According to the forum thread about the Halloween costume, why does TakiGiggles choose to make the costume rather than buy one? Answer in one to three sentences.

_Supplied text:_

•••

# My Halloween Project



## TakiGiggles (Oct 26, 2008)

SO last year i came up with a costume in 3 days using stuff i had in the closet. a white dress, a coat hanger, an old pair of socks and a bag of cotton balls became the feeble attempt at bunny ears. This year i don't want to have the half assed last minute costume. My boyfriend and i hosted the halloween party last year for our friends and are so far planning to do it this year as well. And i have decided what costume i would like to do. It's a cosplay costume which will fit in well with out group of friends anyway. not to say that we are nerds.... but most of us are nerds. gamers being the proper term. I'm going to do Ashlotte from soul calibur. I'm not too keen on the sewing and not too sure about the execution of some of the parts so if anyone can help that would be great. I included a few links to concept art of the character. 

Any ideas would be great.


http://images4.wikia.nocookie.net/soulcalibur/images/5/5e/Sc4-ashlotte.jpg
http://image.com.com/gamespot/images/2008/143/940047_20080523_screen002.jpg
http://image.com.com/gamespot/images/2008/143/940047_20080523_screen001.jpg


----------



## Rikki (Aug 14, 2006)

Are you wanting to make it or would you prefer to buy it? Check out the TONS of cosplay costume sites online. I found all kinds of crazy gamer costumes last year.


----------



## TakiGiggles (Oct 26, 2008)

its more of a personal goal. and it going to be a gradual project. i would rather not buy a costume because its not custom fitted and usually dont fit well anyway. a wig is prolly going to be the only part i buy pre-formed


----------



## Rikki (Aug 14, 2006)

•••

_Supplied entries:_
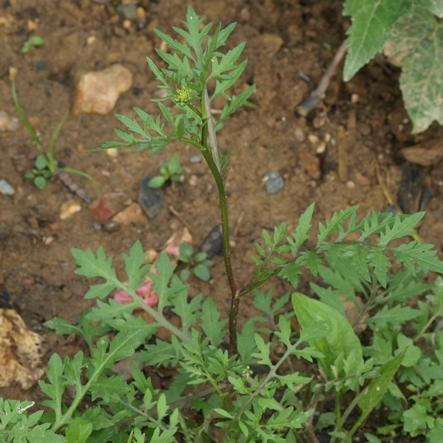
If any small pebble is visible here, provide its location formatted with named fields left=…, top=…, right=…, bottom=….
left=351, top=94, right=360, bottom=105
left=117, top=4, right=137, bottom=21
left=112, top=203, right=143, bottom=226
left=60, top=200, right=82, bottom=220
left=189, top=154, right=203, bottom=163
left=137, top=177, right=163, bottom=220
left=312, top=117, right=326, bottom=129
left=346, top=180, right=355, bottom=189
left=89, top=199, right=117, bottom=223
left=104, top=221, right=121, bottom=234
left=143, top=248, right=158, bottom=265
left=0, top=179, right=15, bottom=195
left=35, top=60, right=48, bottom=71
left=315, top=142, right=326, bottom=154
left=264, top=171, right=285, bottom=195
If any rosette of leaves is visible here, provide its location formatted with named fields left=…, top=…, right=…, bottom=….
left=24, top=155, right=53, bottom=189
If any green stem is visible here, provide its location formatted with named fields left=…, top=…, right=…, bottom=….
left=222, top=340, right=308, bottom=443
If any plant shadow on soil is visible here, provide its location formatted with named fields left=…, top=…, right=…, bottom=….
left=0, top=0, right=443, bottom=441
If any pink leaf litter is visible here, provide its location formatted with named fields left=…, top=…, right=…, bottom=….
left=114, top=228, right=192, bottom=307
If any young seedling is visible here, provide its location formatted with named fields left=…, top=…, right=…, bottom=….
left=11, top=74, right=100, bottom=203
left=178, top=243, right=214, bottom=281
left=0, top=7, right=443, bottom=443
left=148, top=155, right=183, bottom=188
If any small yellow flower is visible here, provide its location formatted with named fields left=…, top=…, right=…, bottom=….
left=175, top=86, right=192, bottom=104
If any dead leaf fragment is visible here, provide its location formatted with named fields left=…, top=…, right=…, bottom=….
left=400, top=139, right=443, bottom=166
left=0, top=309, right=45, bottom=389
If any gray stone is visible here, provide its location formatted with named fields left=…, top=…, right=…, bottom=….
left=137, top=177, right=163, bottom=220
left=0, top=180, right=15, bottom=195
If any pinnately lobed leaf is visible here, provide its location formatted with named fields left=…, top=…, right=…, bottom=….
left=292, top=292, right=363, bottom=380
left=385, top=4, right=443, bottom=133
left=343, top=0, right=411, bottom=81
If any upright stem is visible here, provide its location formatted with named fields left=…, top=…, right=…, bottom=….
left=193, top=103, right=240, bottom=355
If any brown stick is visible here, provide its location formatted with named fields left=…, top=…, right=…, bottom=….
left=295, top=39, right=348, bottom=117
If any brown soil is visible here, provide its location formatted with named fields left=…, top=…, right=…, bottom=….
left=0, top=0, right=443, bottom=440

•••

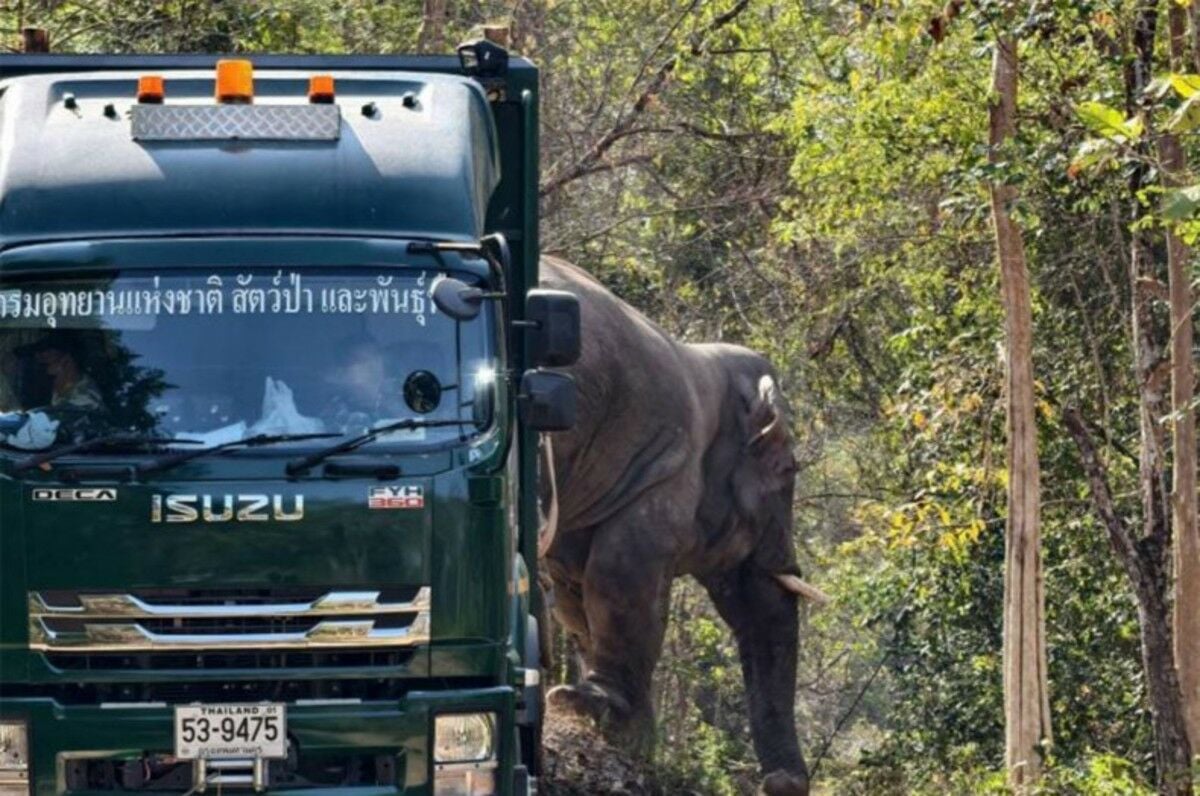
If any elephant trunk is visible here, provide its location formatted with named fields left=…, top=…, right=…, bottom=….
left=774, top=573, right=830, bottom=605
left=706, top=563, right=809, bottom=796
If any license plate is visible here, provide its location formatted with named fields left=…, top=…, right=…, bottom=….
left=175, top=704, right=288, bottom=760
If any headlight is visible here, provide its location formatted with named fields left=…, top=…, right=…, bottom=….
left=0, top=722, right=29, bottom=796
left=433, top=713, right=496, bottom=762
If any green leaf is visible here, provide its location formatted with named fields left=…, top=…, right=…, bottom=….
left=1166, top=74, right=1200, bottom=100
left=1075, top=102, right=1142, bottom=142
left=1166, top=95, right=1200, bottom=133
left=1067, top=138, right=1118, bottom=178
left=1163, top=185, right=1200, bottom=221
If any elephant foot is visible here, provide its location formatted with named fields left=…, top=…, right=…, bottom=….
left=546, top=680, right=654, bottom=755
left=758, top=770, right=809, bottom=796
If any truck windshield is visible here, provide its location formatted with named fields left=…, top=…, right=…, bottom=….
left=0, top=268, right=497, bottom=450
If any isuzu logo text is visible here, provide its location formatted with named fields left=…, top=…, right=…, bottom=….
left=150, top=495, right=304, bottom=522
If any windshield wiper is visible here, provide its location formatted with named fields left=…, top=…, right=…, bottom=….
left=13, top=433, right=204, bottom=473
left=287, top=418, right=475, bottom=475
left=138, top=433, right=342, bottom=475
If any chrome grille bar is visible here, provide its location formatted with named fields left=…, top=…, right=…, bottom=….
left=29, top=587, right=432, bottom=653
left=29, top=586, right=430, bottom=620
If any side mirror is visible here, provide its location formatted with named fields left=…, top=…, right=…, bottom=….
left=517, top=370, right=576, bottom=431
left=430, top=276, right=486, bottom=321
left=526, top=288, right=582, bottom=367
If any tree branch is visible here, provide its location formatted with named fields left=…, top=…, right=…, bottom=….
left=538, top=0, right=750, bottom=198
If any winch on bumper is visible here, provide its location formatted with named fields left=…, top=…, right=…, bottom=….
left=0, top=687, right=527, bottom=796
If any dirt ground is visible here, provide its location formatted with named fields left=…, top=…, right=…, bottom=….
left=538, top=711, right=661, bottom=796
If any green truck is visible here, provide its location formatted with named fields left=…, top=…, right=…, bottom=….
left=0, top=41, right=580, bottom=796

•••

_Correct answer:_ TakiGiggles would rather not buy a costume because bought costumes are not custom fitted and usually do not fit well. Making it is also a personal goal, planned as a gradual project, with a wig probably the only part bought ready-made.